** START OF Text to read **

Then, I got accepted to Mount Holyoke. After reading my acceptance letter I immediately ran into my mother’s room, curled up in her lap and sobbed with relief. I don’t know what made the admissions office take a chance on a basket case like me, but I am endlessly glad that they did. Within weeks of getting that letter, I had reached out to former Editor-in-Chief Declan Langton ’22 over email to ask about joining Mount Holyoke News’ staff. Once I began writing stories as a staff writer for the news section that fall, I knew I had found my calling. The community and support MHN gave to fragile, late-teens me renewed my passion for writing, something I thought I had lost forever. Thank you for saving me, MHN.

Shortly afterwards began my four-year Machiavellian plan to one day become editor-in-chief, which somehow worked. While many dreams fail to live up to what we imagined them to be, being editor-in-chief this past year has been every bit as fulfilling as I hoped. I am endlessly grateful for all of our amazing staff members, whose talent, skill and dedication have made me fall in love with journalism all over again every time I sit down to edit.

That magnet poem is still there on the filing cabinet, despite it all. Even though I am nowhere near the same girl that wrote it. Even though sometimes a word gets filched to make another poem and I have to selfishly steal it back. Even though a few weeks ago, I accidentally knocked the word magnets off the filing cabinet door and they scattered like exploding stars at my feet. I knelt down with shaking hands and raked all the battered words into a little poem-pile, then painstakingly rewrote the stanza from memory. Someday that poem will be taken down for good, and it’ll disappear into my memory just like all the 4 a.m. publishing nights and Slack memes and jokes the publishing team told one December night in the Texas Roadhouse parking lot. It’s been hard accepting that I have to find a new dream, but I feel incredibly lucky to have loved this newspaper so much that it hurts to say goodbye.

As much as I will miss MHN, I’m tired of looking at spreadsheets and ready to pass the torch. Quill Nishi-Leonard ’27, you are quite literally the perfect editor-in-chief successor. I trust you to continue fighting for MHN’s integrity, independence and proper em-dash usage. Rachel Adler ’26, thank you for stepping up and being the sole reason this paper prints. You’re like the publishing team’s Tom Brady. (Please never retire.) Emily Tarinelli ’25 and Jesse Hausknecht-Brown ’25, my fellow battle-hardened MHN seniors, thank you for being such amazing friends, colleagues and confidants through it all. Sophie Soloway ’23, Emma Watkins ’23, Ali Meizels ’23 and Mariam Keita ’24, thank you all for showing me what kind of cool MHN senior I could aspire to be. Jendayi Leben-Martin ’24 and Eliška Jacob ’24, thank you for the sage older-sister-style advice that still rings out in my head daily. To Kate Vavra ’26, Cal Smith ’26, Gabriella Rodriguez ’27, Abigail McKeon ’26, Aoife Paul Healy ’26 and Scarlett Han ’25, thank you for bringing nothing but your best to our Executive Board this year and never once letting me down when I needed you most.

** END OF Text to read **
** START OF Data in this exercise **

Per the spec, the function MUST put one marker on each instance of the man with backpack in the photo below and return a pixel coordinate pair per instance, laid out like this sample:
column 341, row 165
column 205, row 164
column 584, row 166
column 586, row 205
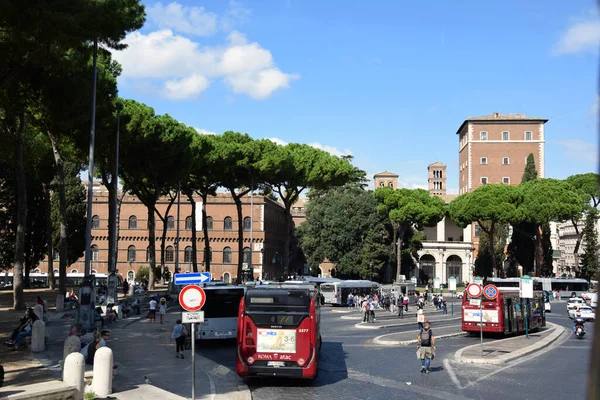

** END OF Data in this exercise **

Tasks to carry out:
**A.** In the essay above, whom did the writer email to ask about joining the Mount Holyoke News staff?
**B.** Select every line of the records that contains the string "column". Treat uppercase and lowercase letters as different.

Answer set:
**A.** Former Editor-in-Chief Declan Langton ’22.

**B.**
column 341, row 165
column 205, row 164
column 584, row 166
column 586, row 205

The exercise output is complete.